**EXERCISE GOAL:**
Repeat the entries exactly, keeping every line as it is.

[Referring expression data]
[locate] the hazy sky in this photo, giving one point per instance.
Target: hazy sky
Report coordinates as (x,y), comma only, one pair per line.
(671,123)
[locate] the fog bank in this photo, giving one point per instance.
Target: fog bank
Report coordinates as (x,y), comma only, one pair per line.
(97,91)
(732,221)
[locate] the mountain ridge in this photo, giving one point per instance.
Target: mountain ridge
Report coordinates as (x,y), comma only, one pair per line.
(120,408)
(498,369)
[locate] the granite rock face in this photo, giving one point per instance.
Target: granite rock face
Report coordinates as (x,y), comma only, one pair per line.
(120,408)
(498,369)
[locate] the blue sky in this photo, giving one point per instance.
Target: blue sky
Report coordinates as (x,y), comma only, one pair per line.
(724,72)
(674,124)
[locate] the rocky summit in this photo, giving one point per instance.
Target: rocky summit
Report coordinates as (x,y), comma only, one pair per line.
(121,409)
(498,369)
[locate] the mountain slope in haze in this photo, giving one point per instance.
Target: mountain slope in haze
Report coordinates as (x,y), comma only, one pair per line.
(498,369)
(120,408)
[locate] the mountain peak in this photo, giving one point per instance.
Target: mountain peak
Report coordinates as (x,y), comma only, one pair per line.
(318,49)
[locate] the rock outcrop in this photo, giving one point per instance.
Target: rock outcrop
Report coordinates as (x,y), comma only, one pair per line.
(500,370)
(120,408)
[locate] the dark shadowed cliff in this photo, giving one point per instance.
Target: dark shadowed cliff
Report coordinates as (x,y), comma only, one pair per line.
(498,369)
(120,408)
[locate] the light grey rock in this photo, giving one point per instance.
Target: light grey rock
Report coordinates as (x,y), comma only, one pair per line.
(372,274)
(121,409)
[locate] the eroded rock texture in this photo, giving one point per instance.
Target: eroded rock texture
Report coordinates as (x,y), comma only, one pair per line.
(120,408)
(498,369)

**SOLVED EXERCISE:**
[locate] the hazy sky in this photo, giving one point per instance.
Target: hazy sky
Report coordinates as (x,y), comma only, one pair per line.
(671,123)
[locate] the fog bank in this photo, giving one point per instance.
Target: fog bank
Report coordinates as (x,y), comma only, one pair per line.
(97,91)
(732,221)
[locate] the mountain ridge in this photo, giving one point per instance.
Target: mountain ridge
Report coordinates as (x,y), comma only, one pair per line.
(120,408)
(498,369)
[locate] the granite rock face in this photo, giving one point per instance.
Target: granite rock face
Report coordinates as (x,y), comma only, one pair per line.
(120,408)
(498,369)
[locate] the blue sky in this photo, giving one point per instance.
Target: blue sky
Report coordinates as (x,y), comma only, one pair per line.
(724,72)
(674,124)
[locate] the rocky summit in this photo, giving one point per instance.
Target: rocky summit
Report coordinates as (x,y), comma only, one pair per line.
(121,409)
(498,369)
[locate] the mountain slope in haze in this photo, giving one point per instance.
Target: mountain slope in haze
Report coordinates as (x,y), comma only, one pair per line.
(498,369)
(120,408)
[locate] the mountain peak in this photo, giving one point per instance.
Target: mountain peak
Report coordinates as (x,y), comma only, one pair per line.
(318,49)
[locate] the rock outcrop in this photo, giving one point per instance.
Target: rock outcrop
Report coordinates as (x,y), comma only, one pair per line.
(500,370)
(120,408)
[locate] the dark shadowed cliff in this photo, giving one point per instance.
Target: dark shadowed cliff
Report coordinates as (x,y), comma only, one pair per line.
(498,369)
(120,408)
[locate] the light grey rock in this photo, giving one point per instance.
Target: light grey rock
Report coordinates as (x,y), comma only, one pair per line.
(372,274)
(121,409)
[locate] the eroded rock texture in this photo, giving one point per instance.
Target: eroded rock texture
Report coordinates as (x,y), comma only, one pair per line.
(120,408)
(498,369)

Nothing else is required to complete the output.